**Job**. Restate the records below word for word.

**Provided information**.
══════════

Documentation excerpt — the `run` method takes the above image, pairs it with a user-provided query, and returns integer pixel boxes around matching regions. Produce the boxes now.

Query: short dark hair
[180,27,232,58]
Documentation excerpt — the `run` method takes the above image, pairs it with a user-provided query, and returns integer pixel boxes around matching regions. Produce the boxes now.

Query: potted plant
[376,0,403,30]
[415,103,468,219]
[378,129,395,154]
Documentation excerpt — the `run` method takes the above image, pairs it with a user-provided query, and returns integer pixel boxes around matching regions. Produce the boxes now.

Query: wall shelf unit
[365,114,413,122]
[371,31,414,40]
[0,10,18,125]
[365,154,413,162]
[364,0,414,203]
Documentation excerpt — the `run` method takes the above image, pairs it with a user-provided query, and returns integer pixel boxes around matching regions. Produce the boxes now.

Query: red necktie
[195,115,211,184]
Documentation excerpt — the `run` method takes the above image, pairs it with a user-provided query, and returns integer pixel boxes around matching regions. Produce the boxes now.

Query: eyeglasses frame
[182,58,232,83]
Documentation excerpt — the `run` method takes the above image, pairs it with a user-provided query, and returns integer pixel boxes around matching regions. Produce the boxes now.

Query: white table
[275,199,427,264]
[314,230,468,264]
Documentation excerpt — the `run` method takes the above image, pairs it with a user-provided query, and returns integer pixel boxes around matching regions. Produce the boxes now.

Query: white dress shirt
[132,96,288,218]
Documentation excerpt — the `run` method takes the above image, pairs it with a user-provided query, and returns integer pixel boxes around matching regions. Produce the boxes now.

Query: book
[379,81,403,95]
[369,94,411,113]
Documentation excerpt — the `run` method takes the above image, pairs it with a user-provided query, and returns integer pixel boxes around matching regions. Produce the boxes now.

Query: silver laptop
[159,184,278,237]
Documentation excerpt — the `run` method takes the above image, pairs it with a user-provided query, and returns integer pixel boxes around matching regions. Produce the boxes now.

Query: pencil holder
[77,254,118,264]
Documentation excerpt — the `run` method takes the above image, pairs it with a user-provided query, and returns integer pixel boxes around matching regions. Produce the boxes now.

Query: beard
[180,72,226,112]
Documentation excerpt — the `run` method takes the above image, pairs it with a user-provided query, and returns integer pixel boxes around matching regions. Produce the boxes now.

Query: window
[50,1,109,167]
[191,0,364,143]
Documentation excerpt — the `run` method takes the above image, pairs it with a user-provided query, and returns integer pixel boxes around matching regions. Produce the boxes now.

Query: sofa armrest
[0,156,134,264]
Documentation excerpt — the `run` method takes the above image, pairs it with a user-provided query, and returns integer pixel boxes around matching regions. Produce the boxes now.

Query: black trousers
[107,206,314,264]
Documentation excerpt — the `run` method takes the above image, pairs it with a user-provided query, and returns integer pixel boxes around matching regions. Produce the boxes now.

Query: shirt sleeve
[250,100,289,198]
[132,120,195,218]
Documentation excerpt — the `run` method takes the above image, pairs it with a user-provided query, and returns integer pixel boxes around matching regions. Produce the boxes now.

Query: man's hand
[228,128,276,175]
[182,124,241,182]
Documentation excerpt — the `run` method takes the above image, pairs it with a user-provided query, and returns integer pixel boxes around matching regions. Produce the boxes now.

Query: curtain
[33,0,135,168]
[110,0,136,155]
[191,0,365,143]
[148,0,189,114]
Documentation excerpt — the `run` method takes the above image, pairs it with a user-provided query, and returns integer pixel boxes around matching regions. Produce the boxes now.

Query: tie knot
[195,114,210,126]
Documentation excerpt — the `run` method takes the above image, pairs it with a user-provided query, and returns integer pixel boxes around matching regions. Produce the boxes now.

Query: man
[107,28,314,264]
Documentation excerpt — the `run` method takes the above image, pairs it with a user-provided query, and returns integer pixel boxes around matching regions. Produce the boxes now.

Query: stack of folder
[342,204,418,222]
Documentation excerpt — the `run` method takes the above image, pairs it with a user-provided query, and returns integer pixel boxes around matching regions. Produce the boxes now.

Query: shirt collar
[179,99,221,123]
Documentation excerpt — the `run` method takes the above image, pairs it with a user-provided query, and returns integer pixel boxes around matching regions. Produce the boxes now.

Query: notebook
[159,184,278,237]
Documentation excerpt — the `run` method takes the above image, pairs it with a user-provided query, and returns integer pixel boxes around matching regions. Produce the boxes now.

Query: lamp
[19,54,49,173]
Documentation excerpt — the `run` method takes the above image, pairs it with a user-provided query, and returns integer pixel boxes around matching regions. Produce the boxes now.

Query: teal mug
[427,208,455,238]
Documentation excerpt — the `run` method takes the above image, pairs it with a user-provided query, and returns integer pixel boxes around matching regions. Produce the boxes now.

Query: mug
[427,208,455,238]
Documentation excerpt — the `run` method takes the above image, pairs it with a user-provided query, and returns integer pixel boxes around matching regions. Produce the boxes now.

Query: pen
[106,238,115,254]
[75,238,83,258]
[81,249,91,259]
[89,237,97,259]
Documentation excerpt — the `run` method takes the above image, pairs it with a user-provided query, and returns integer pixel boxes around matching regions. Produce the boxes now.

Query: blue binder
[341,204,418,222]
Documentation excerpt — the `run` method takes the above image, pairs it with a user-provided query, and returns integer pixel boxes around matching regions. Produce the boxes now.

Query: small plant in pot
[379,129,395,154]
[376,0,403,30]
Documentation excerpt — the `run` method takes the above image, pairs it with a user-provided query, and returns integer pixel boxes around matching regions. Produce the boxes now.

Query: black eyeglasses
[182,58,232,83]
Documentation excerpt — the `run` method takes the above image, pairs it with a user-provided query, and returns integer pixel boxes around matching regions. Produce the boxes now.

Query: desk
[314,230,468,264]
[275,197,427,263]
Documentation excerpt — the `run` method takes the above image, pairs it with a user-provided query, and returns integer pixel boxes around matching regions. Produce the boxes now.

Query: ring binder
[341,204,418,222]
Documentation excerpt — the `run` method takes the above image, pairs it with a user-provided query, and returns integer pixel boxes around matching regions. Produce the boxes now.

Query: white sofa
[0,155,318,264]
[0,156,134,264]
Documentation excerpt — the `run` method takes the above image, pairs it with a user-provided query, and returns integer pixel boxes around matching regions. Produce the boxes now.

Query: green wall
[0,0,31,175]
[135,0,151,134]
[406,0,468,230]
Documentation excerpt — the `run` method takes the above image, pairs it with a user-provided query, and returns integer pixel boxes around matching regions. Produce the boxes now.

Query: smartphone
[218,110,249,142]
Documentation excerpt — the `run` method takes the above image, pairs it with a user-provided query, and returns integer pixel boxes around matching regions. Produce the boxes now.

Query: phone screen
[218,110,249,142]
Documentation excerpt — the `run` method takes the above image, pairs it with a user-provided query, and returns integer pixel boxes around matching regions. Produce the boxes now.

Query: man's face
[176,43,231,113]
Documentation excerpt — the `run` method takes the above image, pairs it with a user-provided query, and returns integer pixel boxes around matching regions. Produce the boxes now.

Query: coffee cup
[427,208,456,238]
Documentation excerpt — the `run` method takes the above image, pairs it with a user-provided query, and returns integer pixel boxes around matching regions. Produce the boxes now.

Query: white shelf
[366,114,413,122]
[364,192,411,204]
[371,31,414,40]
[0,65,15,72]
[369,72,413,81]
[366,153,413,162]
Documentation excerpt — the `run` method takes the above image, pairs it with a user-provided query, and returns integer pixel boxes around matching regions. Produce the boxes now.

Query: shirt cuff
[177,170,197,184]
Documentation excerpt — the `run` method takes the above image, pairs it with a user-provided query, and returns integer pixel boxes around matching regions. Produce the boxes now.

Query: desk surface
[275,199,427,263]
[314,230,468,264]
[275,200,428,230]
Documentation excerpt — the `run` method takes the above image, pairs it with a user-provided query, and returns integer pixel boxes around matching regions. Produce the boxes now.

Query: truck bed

══════════

**Answer below**.
Documentation excerpt — the `run` method takes the above image, pairs it with a user-provided query, and returns integer pixel boxes around matching regions. Produce the boxes now.

Query: short dark hair
[180,27,232,58]
Documentation excerpt — the `run` method takes the above image, pairs it with a user-provided query, and returns integer pixel boxes around matching regions. Produce the boxes now.

Query: potted plant
[376,0,403,30]
[415,103,468,219]
[378,129,395,154]
Documentation excerpt — the `run` method takes the above image, pairs it with a user-provided query, and returns integer pixel boxes around matching regions. Produce the boxes now.

Query: wall shelf unit
[365,114,413,122]
[371,31,414,40]
[0,10,18,125]
[365,154,413,162]
[364,0,414,203]
Documentation excerpt — the `run` method takes the above image, pairs it with a user-provided query, and returns integer pixel boxes around matching regions. Produce the boxes now.

Query: red necktie
[195,115,211,184]
Documentation excerpt — the `run` method takes the above image, pairs it with a user-provided query, and returns integer pixel boxes around matching regions. Produce the boxes now.

Query: eyeglasses frame
[182,58,232,83]
Documentation excerpt — the `run` method takes the above image, pairs it with a user-provided query, and returns integer pixel boxes around matching regions. Produce the boxes now.

Query: white table
[275,199,427,264]
[314,230,468,264]
Documentation excerpt — the `run` method takes the above image, pairs it with a user-provided query, and returns integer pixel boxes around matching regions. Produce the boxes now.

Query: white dress shirt
[132,96,288,218]
Documentation excerpt — the `run` method takes the above image, pairs it with a user-provided query, and returns integer pixel boxes around matching regions. Produce the boxes now.

Query: book
[379,81,403,95]
[369,94,411,113]
Documentation excerpt — the `run` method takes the above image, pairs it with a user-provided query, and returns integer pixel boxes around matching regions. Produce the boxes now.

Query: silver laptop
[159,184,278,237]
Documentation excerpt — the `run` method takes the above image, pairs it with a user-provided query, and returns integer pixel boxes around matching regions. Produce the boxes now.

Query: pencil holder
[77,254,118,264]
Documentation excerpt — the `run` method takes the above image, pairs it with a user-provided query, and returns integer pixel boxes around matching regions. Produce the boxes now.

Query: beard
[180,72,226,112]
Documentation excerpt — the `run` method takes the above image, pairs it with a user-provided query, and returns integer pixel boxes around matching regions. Produce the boxes now.

Query: window
[50,1,109,167]
[191,0,364,143]
Documentation excerpt — the `run` method takes the above image, pairs it with a user-provided query, and returns integer pixel boxes around matching regions. Produce the boxes now.

Query: sofa armrest
[0,156,134,264]
Documentation excerpt — the `run` method takes the above image, pairs it with a user-provided query, and returns integer pixel boxes around matching regions. Produce the boxes now.

Query: black trousers
[107,206,314,264]
Documentation excerpt — the `run` method takes the above image, pairs it with a user-provided query, and returns integer pixel boxes around matching regions. Produce the boxes now.

Query: shirt sleeve
[250,100,289,198]
[132,120,195,218]
Documentation excerpt — the `run` method takes the above image, pairs it with a user-provided query, and returns integer pixel boxes around matching regions. Produce the boxes now.

Query: man's hand
[228,128,276,175]
[182,124,241,182]
Documentation excerpt — the `run` method takes the above image, pairs it with a user-provided query, and returns integer pixel boxes around matching regions. Produce the boxes now.

Query: curtain
[33,0,135,168]
[110,0,136,155]
[191,0,365,143]
[148,0,189,114]
Documentation excerpt — the `run` method takes the above image, pairs it with a user-provided query, and returns integer pixel boxes around matching regions. Produce the boxes now.

Query: tie knot
[195,114,210,126]
Documentation excerpt — the `run` method takes the above image, pairs it with a user-provided query, and returns integer pixel boxes around matching regions. Produce the boxes now.

Query: man
[107,28,314,264]
Documentation excerpt — the `run` method takes the above image, pairs it with a user-provided query, and returns integer pixel boxes around matching regions. Produce the boxes now.

Query: stack of folder
[342,204,418,222]
Documentation excerpt — the `run` method takes the above image, pairs it with a user-provided query, and returns integer pixel boxes around matching regions. Produce the boxes now.

Query: shirt collar
[179,99,221,123]
Documentation excerpt — the `run` method takes the above image, pairs it with a user-provided query, and returns integer pixel boxes around matching regions. Produce the boxes now.

Query: notebook
[159,184,278,237]
Documentation excerpt — the `run` method takes the above image, pairs it with a user-provided query, and returns integer pixel boxes around matching regions. Produce the boxes now.

Query: lamp
[19,54,49,173]
Documentation excerpt — the `run` method takes the above image, pairs it with a user-provided query, and returns integer pixel boxes around matching regions. Produce the boxes now.

Query: teal mug
[427,208,455,238]
Documentation excerpt — the `run` method takes the above image, pairs it with a user-provided query, and returns integer pixel boxes around matching regions. Produce the boxes now.

Query: mug
[427,208,455,238]
Documentation excerpt — the `run` method takes the above image, pairs it with a user-provided query, and returns integer pixel boxes around matching regions. Produce the boxes now.

Query: pen
[106,238,115,254]
[75,238,83,258]
[81,249,91,259]
[89,237,97,259]
Documentation excerpt — the `run` method takes the above image, pairs it with a user-provided query, and returns integer pixel boxes around matching regions. Produce the boxes now.

Query: blue binder
[341,204,418,222]
Documentation excerpt — the `run` method takes the above image, pairs it with a user-provided query, and returns integer pixel boxes around matching regions. Produce the boxes now.

Query: small plant in pot
[379,129,395,154]
[376,0,403,30]
Documentation excerpt — the `run` method takes the above image, pairs it with a user-provided query, and returns integer pixel boxes around matching regions. Produce the boxes now.

Query: black eyeglasses
[182,58,232,83]
Documentation excerpt — the `run` method takes the above image, pairs it with a user-provided query, and returns integer pixel boxes around matching regions. Produce the boxes now.

Query: desk
[314,230,468,264]
[275,197,427,263]
Documentation excerpt — the `run` method takes the above image, pairs it with a user-provided query, and returns integer pixel boxes around matching regions. Produce the boxes now.

Query: ring binder
[341,204,418,222]
Documentation excerpt — the `run` method takes the above image, pairs it with a user-provided query, and returns integer pixel boxes around matching regions. Produce the boxes now.

Query: white sofa
[0,155,318,264]
[0,156,134,264]
Documentation excerpt — the `run` method takes the above image, pairs it with a user-provided query, and returns integer pixel boxes around matching regions. Produce the boxes now.

Query: green wall
[0,0,31,175]
[135,0,151,134]
[406,0,468,230]
Documentation excerpt — the `run` method takes the above image, pairs it with a user-provided query, and returns integer pixel boxes around matching regions. Produce the boxes now.

Query: smartphone
[218,110,249,142]
Documentation excerpt — the `run` method takes the above image, pairs it with a user-provided query, and returns integer pixel boxes around matching regions. Produce the boxes now.

Query: phone screen
[218,110,249,142]
Documentation excerpt — the `run` method takes the above image, pairs it with a user-provided query, and returns integer pixel boxes around matching regions. Produce the boxes now.

Query: man's face
[176,43,231,113]
Documentation excerpt — the `run` method takes the above image, pairs it with a user-provided query, and returns integer pixel boxes around matching regions. Produce the boxes now.

Query: coffee cup
[427,208,456,238]
Documentation excerpt — the `run` method takes the above image, pairs it with a user-provided query, and returns integer pixel boxes around matching regions. Produce the boxes now.

Query: white shelf
[366,114,413,122]
[364,192,411,204]
[371,31,414,40]
[0,65,15,72]
[369,72,413,81]
[366,153,413,162]
Documentation excerpt — the `run` method takes the above image, pairs it with a user-provided query, and returns integer pixel boxes around matching regions. Produce the boxes now.

Query: shirt cuff
[177,170,197,184]
Documentation excerpt — the `run` method takes the above image, pairs it with a user-provided query, and returns integer pixel boxes around matching regions. Produce the boxes now.

Query: desk surface
[275,199,427,263]
[314,230,468,264]
[275,200,428,230]
Documentation excerpt — the `run` method takes the above image, pairs it with a user-provided query, and returns integer pixel boxes around matching regions. Produce the boxes now.

Query: truck bed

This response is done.